### 任务要求:
下面的材料里有几行含有“building”这个词？只写出行数。

————

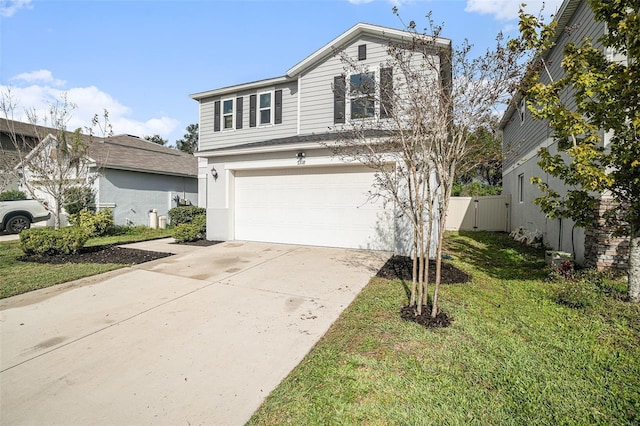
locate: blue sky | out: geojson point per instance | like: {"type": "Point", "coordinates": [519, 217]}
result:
{"type": "Point", "coordinates": [141, 59]}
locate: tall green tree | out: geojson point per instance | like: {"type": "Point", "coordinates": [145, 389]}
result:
{"type": "Point", "coordinates": [605, 102]}
{"type": "Point", "coordinates": [437, 99]}
{"type": "Point", "coordinates": [157, 139]}
{"type": "Point", "coordinates": [189, 142]}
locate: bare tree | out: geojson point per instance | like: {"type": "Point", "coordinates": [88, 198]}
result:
{"type": "Point", "coordinates": [50, 159]}
{"type": "Point", "coordinates": [422, 120]}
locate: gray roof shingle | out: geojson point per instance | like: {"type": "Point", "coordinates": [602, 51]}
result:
{"type": "Point", "coordinates": [123, 152]}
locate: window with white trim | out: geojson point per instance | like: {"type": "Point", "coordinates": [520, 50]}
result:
{"type": "Point", "coordinates": [362, 91]}
{"type": "Point", "coordinates": [227, 114]}
{"type": "Point", "coordinates": [265, 106]}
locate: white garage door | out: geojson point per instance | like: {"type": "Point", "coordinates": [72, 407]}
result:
{"type": "Point", "coordinates": [323, 206]}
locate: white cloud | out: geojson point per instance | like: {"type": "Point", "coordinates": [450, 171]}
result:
{"type": "Point", "coordinates": [506, 10]}
{"type": "Point", "coordinates": [8, 8]}
{"type": "Point", "coordinates": [393, 2]}
{"type": "Point", "coordinates": [42, 76]}
{"type": "Point", "coordinates": [89, 101]}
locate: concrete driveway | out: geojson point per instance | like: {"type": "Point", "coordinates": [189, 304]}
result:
{"type": "Point", "coordinates": [201, 337]}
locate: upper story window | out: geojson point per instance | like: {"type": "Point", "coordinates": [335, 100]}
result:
{"type": "Point", "coordinates": [362, 93]}
{"type": "Point", "coordinates": [227, 114]}
{"type": "Point", "coordinates": [265, 108]}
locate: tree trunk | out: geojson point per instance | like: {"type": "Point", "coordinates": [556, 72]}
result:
{"type": "Point", "coordinates": [414, 275]}
{"type": "Point", "coordinates": [634, 267]}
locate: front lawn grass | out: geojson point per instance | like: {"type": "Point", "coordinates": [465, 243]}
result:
{"type": "Point", "coordinates": [512, 356]}
{"type": "Point", "coordinates": [18, 277]}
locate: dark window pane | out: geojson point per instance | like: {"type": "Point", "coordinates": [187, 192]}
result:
{"type": "Point", "coordinates": [265, 100]}
{"type": "Point", "coordinates": [227, 107]}
{"type": "Point", "coordinates": [362, 108]}
{"type": "Point", "coordinates": [265, 116]}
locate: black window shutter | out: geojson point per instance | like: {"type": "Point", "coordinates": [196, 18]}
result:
{"type": "Point", "coordinates": [386, 92]}
{"type": "Point", "coordinates": [239, 112]}
{"type": "Point", "coordinates": [278, 106]}
{"type": "Point", "coordinates": [216, 116]}
{"type": "Point", "coordinates": [339, 85]}
{"type": "Point", "coordinates": [362, 52]}
{"type": "Point", "coordinates": [252, 110]}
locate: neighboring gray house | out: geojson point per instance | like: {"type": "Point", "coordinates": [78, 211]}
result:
{"type": "Point", "coordinates": [265, 172]}
{"type": "Point", "coordinates": [523, 136]}
{"type": "Point", "coordinates": [134, 175]}
{"type": "Point", "coordinates": [137, 176]}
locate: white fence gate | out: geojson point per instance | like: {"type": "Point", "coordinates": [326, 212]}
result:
{"type": "Point", "coordinates": [490, 213]}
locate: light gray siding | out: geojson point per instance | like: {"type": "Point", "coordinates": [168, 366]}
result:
{"type": "Point", "coordinates": [209, 139]}
{"type": "Point", "coordinates": [521, 138]}
{"type": "Point", "coordinates": [316, 93]}
{"type": "Point", "coordinates": [131, 195]}
{"type": "Point", "coordinates": [557, 234]}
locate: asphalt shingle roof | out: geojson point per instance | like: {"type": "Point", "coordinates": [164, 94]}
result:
{"type": "Point", "coordinates": [123, 152]}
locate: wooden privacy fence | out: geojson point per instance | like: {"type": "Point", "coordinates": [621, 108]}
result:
{"type": "Point", "coordinates": [490, 213]}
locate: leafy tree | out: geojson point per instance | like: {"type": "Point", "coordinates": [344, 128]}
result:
{"type": "Point", "coordinates": [189, 142]}
{"type": "Point", "coordinates": [77, 199]}
{"type": "Point", "coordinates": [431, 117]}
{"type": "Point", "coordinates": [157, 139]}
{"type": "Point", "coordinates": [51, 160]}
{"type": "Point", "coordinates": [604, 102]}
{"type": "Point", "coordinates": [12, 195]}
{"type": "Point", "coordinates": [483, 163]}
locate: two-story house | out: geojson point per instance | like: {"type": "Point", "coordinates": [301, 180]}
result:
{"type": "Point", "coordinates": [523, 136]}
{"type": "Point", "coordinates": [266, 173]}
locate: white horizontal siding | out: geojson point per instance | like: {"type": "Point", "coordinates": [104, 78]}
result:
{"type": "Point", "coordinates": [316, 94]}
{"type": "Point", "coordinates": [224, 138]}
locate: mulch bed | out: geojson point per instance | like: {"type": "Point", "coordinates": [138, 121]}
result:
{"type": "Point", "coordinates": [401, 268]}
{"type": "Point", "coordinates": [100, 254]}
{"type": "Point", "coordinates": [110, 254]}
{"type": "Point", "coordinates": [408, 313]}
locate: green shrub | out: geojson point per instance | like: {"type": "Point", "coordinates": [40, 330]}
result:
{"type": "Point", "coordinates": [95, 224]}
{"type": "Point", "coordinates": [179, 215]}
{"type": "Point", "coordinates": [194, 231]}
{"type": "Point", "coordinates": [12, 195]}
{"type": "Point", "coordinates": [49, 241]}
{"type": "Point", "coordinates": [77, 199]}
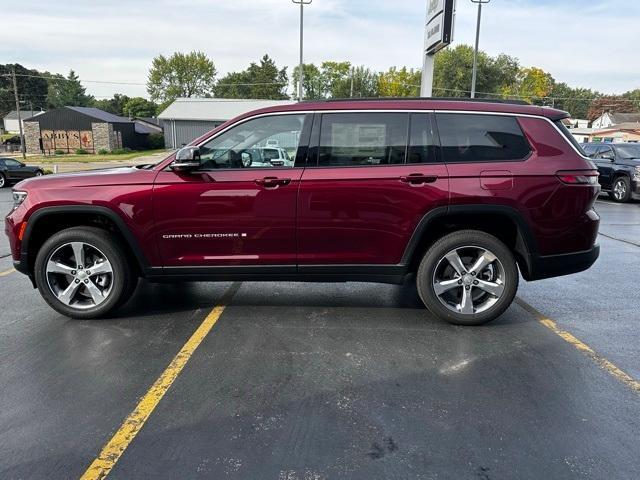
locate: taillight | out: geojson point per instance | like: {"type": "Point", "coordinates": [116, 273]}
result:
{"type": "Point", "coordinates": [578, 177]}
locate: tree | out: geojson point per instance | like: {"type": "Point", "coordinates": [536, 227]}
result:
{"type": "Point", "coordinates": [181, 75]}
{"type": "Point", "coordinates": [263, 81]}
{"type": "Point", "coordinates": [67, 92]}
{"type": "Point", "coordinates": [453, 70]}
{"type": "Point", "coordinates": [399, 83]}
{"type": "Point", "coordinates": [113, 105]}
{"type": "Point", "coordinates": [139, 107]}
{"type": "Point", "coordinates": [531, 84]}
{"type": "Point", "coordinates": [610, 103]}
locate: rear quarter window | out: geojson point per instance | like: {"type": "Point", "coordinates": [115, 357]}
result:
{"type": "Point", "coordinates": [467, 138]}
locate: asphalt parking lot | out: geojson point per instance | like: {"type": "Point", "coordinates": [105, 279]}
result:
{"type": "Point", "coordinates": [322, 381]}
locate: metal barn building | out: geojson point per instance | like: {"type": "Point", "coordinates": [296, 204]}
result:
{"type": "Point", "coordinates": [189, 118]}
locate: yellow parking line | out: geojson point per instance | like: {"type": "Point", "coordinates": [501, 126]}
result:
{"type": "Point", "coordinates": [114, 449]}
{"type": "Point", "coordinates": [605, 364]}
{"type": "Point", "coordinates": [7, 272]}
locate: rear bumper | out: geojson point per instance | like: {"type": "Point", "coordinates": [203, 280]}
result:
{"type": "Point", "coordinates": [557, 265]}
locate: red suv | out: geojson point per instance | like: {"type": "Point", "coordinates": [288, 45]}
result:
{"type": "Point", "coordinates": [463, 194]}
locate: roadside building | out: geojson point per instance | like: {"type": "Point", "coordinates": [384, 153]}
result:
{"type": "Point", "coordinates": [71, 128]}
{"type": "Point", "coordinates": [10, 120]}
{"type": "Point", "coordinates": [608, 119]}
{"type": "Point", "coordinates": [189, 118]}
{"type": "Point", "coordinates": [624, 132]}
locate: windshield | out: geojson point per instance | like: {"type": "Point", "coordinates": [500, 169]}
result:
{"type": "Point", "coordinates": [628, 151]}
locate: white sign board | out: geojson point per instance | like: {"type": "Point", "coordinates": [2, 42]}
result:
{"type": "Point", "coordinates": [439, 28]}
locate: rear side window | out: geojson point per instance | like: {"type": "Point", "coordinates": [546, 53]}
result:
{"type": "Point", "coordinates": [360, 139]}
{"type": "Point", "coordinates": [422, 148]}
{"type": "Point", "coordinates": [481, 138]}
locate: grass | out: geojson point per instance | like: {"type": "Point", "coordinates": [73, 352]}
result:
{"type": "Point", "coordinates": [90, 158]}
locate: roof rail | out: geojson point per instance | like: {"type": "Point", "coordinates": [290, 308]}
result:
{"type": "Point", "coordinates": [445, 99]}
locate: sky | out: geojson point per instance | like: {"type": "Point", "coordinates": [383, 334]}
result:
{"type": "Point", "coordinates": [587, 43]}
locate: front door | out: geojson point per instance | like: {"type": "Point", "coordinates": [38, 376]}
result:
{"type": "Point", "coordinates": [237, 209]}
{"type": "Point", "coordinates": [370, 178]}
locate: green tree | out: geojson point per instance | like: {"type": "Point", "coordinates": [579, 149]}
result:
{"type": "Point", "coordinates": [531, 84]}
{"type": "Point", "coordinates": [399, 83]}
{"type": "Point", "coordinates": [113, 105]}
{"type": "Point", "coordinates": [453, 71]}
{"type": "Point", "coordinates": [181, 75]}
{"type": "Point", "coordinates": [139, 107]}
{"type": "Point", "coordinates": [261, 80]}
{"type": "Point", "coordinates": [312, 83]}
{"type": "Point", "coordinates": [67, 92]}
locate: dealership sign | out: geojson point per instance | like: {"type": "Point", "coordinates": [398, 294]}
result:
{"type": "Point", "coordinates": [439, 31]}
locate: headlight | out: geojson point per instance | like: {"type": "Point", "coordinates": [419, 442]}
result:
{"type": "Point", "coordinates": [18, 198]}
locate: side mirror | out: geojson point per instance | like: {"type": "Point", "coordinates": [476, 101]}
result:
{"type": "Point", "coordinates": [187, 158]}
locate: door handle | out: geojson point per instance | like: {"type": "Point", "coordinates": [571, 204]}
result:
{"type": "Point", "coordinates": [272, 182]}
{"type": "Point", "coordinates": [418, 178]}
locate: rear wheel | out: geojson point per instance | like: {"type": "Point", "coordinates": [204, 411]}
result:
{"type": "Point", "coordinates": [82, 272]}
{"type": "Point", "coordinates": [468, 278]}
{"type": "Point", "coordinates": [621, 190]}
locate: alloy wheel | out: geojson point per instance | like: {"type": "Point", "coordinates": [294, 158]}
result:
{"type": "Point", "coordinates": [79, 275]}
{"type": "Point", "coordinates": [469, 280]}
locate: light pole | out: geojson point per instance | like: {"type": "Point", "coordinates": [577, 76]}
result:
{"type": "Point", "coordinates": [475, 52]}
{"type": "Point", "coordinates": [302, 3]}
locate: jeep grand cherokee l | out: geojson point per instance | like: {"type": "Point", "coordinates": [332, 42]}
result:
{"type": "Point", "coordinates": [464, 195]}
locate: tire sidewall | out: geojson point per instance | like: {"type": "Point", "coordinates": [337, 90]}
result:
{"type": "Point", "coordinates": [104, 242]}
{"type": "Point", "coordinates": [459, 239]}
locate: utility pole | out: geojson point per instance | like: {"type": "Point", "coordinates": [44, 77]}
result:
{"type": "Point", "coordinates": [302, 3]}
{"type": "Point", "coordinates": [15, 93]}
{"type": "Point", "coordinates": [475, 51]}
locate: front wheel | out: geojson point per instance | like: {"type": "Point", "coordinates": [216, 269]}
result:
{"type": "Point", "coordinates": [621, 191]}
{"type": "Point", "coordinates": [82, 272]}
{"type": "Point", "coordinates": [468, 278]}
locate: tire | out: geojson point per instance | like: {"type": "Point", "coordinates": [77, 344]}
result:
{"type": "Point", "coordinates": [498, 273]}
{"type": "Point", "coordinates": [620, 190]}
{"type": "Point", "coordinates": [113, 286]}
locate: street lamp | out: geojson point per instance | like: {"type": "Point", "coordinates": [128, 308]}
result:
{"type": "Point", "coordinates": [475, 52]}
{"type": "Point", "coordinates": [302, 3]}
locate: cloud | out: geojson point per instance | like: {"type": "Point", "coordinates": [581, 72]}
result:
{"type": "Point", "coordinates": [589, 44]}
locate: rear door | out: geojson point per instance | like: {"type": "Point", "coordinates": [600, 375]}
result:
{"type": "Point", "coordinates": [370, 178]}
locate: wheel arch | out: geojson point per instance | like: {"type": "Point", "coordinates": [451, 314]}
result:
{"type": "Point", "coordinates": [68, 216]}
{"type": "Point", "coordinates": [504, 222]}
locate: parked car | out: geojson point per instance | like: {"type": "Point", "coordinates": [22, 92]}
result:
{"type": "Point", "coordinates": [11, 170]}
{"type": "Point", "coordinates": [459, 194]}
{"type": "Point", "coordinates": [619, 167]}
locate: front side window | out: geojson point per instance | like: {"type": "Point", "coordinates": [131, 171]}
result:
{"type": "Point", "coordinates": [480, 138]}
{"type": "Point", "coordinates": [249, 145]}
{"type": "Point", "coordinates": [361, 139]}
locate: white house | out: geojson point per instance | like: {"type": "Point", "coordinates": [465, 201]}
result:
{"type": "Point", "coordinates": [10, 120]}
{"type": "Point", "coordinates": [608, 119]}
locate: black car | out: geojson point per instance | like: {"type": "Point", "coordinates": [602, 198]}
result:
{"type": "Point", "coordinates": [11, 170]}
{"type": "Point", "coordinates": [619, 167]}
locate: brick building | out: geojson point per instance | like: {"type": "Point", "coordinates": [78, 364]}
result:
{"type": "Point", "coordinates": [71, 128]}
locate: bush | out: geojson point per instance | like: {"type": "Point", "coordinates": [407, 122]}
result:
{"type": "Point", "coordinates": [155, 141]}
{"type": "Point", "coordinates": [120, 151]}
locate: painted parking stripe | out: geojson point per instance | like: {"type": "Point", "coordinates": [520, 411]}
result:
{"type": "Point", "coordinates": [7, 272]}
{"type": "Point", "coordinates": [602, 362]}
{"type": "Point", "coordinates": [119, 442]}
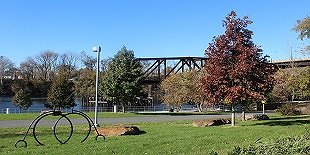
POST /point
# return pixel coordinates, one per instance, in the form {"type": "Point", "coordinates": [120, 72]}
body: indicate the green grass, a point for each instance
{"type": "Point", "coordinates": [162, 138]}
{"type": "Point", "coordinates": [31, 116]}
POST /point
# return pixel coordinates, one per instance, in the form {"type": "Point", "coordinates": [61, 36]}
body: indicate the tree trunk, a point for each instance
{"type": "Point", "coordinates": [200, 107]}
{"type": "Point", "coordinates": [243, 115]}
{"type": "Point", "coordinates": [123, 106]}
{"type": "Point", "coordinates": [233, 115]}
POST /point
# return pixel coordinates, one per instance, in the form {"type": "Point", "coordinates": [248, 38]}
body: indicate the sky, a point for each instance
{"type": "Point", "coordinates": [151, 28]}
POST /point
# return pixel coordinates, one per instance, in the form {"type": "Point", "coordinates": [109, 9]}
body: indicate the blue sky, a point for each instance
{"type": "Point", "coordinates": [152, 28]}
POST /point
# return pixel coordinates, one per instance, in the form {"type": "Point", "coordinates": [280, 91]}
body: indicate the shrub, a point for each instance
{"type": "Point", "coordinates": [289, 109]}
{"type": "Point", "coordinates": [298, 145]}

————

### 本题结果:
3